:: SUPPLIED DATA ::
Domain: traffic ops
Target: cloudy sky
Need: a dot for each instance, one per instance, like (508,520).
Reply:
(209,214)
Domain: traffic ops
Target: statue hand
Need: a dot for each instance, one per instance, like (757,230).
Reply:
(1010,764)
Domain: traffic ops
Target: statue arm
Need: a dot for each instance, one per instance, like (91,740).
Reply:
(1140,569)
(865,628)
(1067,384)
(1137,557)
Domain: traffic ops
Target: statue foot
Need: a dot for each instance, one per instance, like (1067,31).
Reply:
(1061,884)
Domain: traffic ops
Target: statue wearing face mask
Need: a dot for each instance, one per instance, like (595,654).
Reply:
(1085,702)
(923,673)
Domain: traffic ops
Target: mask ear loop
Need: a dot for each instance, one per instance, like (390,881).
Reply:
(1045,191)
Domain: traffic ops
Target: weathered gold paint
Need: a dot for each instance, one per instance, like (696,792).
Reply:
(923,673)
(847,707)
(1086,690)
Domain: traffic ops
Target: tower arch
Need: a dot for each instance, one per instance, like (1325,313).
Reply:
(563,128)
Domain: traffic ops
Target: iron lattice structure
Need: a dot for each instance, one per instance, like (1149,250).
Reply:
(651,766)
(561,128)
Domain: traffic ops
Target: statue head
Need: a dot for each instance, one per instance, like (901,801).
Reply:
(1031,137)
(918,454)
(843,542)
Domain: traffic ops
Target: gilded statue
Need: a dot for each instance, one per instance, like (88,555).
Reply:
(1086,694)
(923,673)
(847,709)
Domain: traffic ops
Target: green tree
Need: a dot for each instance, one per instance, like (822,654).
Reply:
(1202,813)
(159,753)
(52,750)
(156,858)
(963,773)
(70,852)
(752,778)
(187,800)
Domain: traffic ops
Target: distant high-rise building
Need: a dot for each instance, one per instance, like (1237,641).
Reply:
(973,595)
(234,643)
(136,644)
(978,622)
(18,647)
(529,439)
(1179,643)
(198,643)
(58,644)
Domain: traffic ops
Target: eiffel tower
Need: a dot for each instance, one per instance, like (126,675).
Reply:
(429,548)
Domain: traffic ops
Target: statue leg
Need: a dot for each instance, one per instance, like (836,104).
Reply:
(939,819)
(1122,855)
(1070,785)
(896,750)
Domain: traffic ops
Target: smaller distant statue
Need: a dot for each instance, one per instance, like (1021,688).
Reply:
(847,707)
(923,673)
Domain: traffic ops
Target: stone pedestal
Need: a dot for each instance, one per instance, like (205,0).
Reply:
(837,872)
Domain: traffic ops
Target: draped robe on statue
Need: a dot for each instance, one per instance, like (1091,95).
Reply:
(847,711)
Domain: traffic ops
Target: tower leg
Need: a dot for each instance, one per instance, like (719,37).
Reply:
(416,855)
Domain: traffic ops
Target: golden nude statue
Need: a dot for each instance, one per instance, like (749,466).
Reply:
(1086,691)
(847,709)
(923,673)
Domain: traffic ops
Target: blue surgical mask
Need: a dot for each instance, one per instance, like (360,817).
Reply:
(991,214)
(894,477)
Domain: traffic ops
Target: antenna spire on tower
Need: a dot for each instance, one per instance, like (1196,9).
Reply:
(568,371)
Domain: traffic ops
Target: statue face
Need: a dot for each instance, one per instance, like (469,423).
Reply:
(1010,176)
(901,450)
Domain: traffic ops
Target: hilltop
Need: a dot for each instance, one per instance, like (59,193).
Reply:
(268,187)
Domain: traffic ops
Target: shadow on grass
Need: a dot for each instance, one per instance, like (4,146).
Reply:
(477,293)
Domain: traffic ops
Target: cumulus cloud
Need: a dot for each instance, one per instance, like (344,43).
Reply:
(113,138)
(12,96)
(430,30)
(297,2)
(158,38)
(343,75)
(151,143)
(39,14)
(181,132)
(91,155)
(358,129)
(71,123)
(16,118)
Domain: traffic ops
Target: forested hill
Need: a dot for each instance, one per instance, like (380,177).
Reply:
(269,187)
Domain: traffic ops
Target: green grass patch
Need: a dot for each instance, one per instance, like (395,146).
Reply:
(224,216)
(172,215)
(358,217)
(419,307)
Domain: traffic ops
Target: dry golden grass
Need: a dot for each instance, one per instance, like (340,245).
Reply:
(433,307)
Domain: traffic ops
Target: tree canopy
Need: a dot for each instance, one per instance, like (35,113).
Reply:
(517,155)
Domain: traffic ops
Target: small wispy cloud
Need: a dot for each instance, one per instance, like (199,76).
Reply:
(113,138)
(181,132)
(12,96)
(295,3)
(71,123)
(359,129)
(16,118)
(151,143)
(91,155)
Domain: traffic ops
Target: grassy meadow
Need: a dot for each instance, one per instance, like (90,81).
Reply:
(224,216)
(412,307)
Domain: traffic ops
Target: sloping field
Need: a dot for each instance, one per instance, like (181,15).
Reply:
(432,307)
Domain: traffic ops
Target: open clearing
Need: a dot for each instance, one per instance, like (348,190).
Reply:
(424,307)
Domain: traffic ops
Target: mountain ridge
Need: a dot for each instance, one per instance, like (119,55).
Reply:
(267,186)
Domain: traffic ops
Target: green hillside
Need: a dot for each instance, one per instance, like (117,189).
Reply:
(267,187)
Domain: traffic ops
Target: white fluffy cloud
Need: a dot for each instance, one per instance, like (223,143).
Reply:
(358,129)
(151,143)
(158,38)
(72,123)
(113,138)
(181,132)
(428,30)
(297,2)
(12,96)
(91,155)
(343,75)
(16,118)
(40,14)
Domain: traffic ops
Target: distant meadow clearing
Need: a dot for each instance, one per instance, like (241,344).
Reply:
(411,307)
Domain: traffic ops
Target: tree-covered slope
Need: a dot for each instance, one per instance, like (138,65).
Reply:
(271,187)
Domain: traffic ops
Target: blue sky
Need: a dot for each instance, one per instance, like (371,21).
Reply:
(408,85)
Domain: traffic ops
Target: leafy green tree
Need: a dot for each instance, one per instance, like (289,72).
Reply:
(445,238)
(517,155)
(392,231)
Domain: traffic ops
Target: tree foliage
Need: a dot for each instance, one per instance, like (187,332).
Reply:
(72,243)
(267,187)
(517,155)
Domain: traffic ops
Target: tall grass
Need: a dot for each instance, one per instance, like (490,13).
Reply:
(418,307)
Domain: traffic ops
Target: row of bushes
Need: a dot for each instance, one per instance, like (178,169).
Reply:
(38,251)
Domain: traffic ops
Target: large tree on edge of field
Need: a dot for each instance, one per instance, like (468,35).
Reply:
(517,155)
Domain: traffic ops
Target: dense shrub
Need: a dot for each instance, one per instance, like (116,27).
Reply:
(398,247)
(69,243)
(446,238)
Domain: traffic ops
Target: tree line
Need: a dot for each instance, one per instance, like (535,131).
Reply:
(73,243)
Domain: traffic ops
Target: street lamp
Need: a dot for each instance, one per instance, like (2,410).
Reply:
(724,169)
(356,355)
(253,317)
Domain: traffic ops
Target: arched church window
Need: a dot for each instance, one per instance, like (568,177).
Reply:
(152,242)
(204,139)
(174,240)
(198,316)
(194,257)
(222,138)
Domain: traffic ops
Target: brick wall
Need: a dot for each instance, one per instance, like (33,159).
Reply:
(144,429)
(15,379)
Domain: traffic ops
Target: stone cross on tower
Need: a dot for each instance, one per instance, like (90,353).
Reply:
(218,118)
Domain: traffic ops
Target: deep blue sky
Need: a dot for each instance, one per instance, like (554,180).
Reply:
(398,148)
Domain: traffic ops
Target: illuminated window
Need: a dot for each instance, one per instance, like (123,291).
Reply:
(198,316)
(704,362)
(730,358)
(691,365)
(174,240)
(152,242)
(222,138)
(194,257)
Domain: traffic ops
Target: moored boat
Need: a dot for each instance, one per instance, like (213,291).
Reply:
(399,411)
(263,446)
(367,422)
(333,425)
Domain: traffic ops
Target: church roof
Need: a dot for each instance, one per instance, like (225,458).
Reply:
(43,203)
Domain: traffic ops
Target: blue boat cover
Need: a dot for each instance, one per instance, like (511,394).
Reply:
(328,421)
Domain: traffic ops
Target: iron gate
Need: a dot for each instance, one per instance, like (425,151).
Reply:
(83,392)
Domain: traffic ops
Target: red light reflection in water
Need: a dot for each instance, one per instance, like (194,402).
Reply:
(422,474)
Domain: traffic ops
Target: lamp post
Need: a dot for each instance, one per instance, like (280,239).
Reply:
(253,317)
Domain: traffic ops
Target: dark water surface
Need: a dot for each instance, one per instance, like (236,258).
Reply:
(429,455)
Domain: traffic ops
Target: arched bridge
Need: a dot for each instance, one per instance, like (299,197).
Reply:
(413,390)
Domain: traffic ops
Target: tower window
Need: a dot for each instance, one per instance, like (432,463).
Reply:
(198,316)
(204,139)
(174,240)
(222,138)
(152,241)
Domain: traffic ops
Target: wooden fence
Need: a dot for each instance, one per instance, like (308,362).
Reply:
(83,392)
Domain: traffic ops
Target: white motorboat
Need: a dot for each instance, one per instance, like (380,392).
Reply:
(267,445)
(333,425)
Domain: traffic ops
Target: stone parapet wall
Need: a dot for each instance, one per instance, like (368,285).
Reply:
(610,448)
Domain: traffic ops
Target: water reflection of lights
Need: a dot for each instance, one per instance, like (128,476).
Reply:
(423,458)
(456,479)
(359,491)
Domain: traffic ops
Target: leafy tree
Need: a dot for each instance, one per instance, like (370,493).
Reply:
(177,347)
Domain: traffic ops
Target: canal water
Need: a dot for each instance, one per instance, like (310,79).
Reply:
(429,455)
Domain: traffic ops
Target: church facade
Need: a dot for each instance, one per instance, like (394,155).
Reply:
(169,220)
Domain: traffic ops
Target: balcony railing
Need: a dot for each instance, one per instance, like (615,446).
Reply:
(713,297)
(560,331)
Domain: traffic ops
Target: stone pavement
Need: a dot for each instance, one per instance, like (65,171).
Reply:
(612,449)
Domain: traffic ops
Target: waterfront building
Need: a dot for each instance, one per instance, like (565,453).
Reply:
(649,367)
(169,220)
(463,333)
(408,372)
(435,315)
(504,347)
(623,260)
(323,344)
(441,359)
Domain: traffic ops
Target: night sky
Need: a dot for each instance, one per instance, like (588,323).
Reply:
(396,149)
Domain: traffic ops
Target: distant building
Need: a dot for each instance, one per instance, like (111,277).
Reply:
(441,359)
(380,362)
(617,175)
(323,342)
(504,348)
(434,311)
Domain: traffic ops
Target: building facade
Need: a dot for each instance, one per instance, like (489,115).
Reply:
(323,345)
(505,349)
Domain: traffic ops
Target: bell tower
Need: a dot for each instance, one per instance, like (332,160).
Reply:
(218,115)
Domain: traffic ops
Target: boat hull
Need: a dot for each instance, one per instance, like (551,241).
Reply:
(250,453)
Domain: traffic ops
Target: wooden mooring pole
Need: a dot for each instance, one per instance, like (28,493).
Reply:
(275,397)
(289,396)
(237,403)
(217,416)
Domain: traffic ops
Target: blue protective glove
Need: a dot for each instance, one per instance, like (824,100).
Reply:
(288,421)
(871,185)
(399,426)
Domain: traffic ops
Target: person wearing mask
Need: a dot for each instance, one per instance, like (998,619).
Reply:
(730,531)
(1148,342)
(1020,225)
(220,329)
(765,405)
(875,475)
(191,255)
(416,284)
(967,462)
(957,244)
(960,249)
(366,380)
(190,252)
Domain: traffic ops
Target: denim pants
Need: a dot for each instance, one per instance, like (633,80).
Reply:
:::
■ WORK INSTRUCTION
Starting with the line with "Target: lamp post" above and going on through the line with "Target: arched bridge", transcribe every line exactly, both ends included, and add nothing.

■ PROBLEM SOLUTION
Target: lamp post
Need: a dot for each instance, one per instance, like (280,239).
Reply:
(253,317)
Domain: traffic ops
Target: dark water surface
Need: a dot for each instance, one per instance, like (236,258).
Reply:
(429,455)
Domain: traffic ops
Target: arched bridge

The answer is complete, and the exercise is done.